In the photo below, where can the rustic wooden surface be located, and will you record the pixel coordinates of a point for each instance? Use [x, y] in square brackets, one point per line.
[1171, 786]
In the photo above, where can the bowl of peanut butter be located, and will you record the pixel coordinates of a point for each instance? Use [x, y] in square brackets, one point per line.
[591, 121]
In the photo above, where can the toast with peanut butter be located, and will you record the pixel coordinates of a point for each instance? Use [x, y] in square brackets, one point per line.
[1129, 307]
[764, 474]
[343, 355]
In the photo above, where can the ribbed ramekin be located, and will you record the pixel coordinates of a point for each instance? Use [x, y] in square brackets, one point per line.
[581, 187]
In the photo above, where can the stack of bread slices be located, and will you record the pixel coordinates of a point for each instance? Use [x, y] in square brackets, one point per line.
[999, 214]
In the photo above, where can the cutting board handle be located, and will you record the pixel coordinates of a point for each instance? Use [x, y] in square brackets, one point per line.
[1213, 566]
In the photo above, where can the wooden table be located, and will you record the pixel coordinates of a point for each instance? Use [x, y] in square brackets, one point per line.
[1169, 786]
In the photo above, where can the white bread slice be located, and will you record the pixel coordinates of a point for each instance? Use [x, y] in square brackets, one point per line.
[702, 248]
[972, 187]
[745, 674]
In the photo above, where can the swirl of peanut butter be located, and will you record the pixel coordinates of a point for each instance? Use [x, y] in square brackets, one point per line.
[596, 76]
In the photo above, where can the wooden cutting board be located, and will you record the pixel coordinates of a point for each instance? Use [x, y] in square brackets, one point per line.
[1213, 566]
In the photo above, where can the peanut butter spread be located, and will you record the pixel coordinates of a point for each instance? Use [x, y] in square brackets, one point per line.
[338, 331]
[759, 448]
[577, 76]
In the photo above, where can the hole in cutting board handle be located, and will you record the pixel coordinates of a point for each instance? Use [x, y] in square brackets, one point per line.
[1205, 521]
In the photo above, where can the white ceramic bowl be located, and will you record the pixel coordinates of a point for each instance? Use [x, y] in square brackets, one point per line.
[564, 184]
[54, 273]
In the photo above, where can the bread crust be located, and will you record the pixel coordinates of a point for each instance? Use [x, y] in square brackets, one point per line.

------------------------------------------------------------

Copy out all the records above, swapping each "peanut butter" for "almond butter" and leaving everything else unchanged.

In the photo below, where can the rustic wooden surface be located, and will you record the pixel coordinates of a point for each instance? Use [x, y] in square brackets, one point per line.
[1171, 786]
In the photo above, where can the bowl of almond butter be located, and will you record the pixel coordinates of a point for each instance? Use [x, y] in square brackets, one point per line.
[591, 121]
In the photo above, where can the toast with almond butter be located, and will you record the pixel coordinates of a point for each instance? Use [x, y] in square brackets, one point per line.
[1129, 307]
[764, 474]
[343, 355]
In the photo above, where can the ribbed ramekin be located, and will you record the pixel coordinates of a point for each instance? Use [x, y] in square brackets, one point per line.
[581, 187]
In the photo above, where can the stack of bread slices be located, and will you record the pixel coordinates of a point for each instance? Use [x, y] in square brackets, one point per line.
[999, 214]
In the photo above, where can the cutting board handle be located, and will you record the pixel coordinates of a point for each instance? Use [x, y] in square brackets, one point per line.
[1213, 566]
In the photo above, where can the wooden table be located, and will you record the pixel coordinates of a point for each instance? Use [x, y] in square brackets, one point per line.
[1169, 786]
In the photo above, where can the white bread slice be located, and will you record the pixel coordinates of a point for each instance? Use [x, y] in square brackets, one point per line.
[702, 248]
[972, 187]
[745, 674]
In the photo above, where can the swirl of almond butter be located, and will you record the pixel coordinates of a point for each instance? Use [x, y] in square brackets, one point per line.
[596, 76]
In the photo above, where can the wooden cutting board be located, and will you record the pixel coordinates of a point for each instance? Use [x, y] in square brackets, one point per line.
[1213, 566]
In the photo above, where can the almond butter spread be located, and will you record the pixel coordinates of a point for each instance? Use [x, y] in square brackets, one point per line.
[338, 331]
[759, 448]
[577, 76]
In the photo above, where can the hole in cutting board handle be located, and will you record the pixel coordinates of a point for each instance? Use [x, y] in square brackets, one point per line.
[1205, 521]
In the photo above, where can the white ceramic bowl be located, and will you record the pixel coordinates of a point for each instance? Use [x, y] in square brackets, one point per line.
[564, 184]
[54, 273]
In the photo above, where can the bread crust be located, and will you record the pixel coordinates of a point for each instance? Use [x, y] in square brackets, one point per line.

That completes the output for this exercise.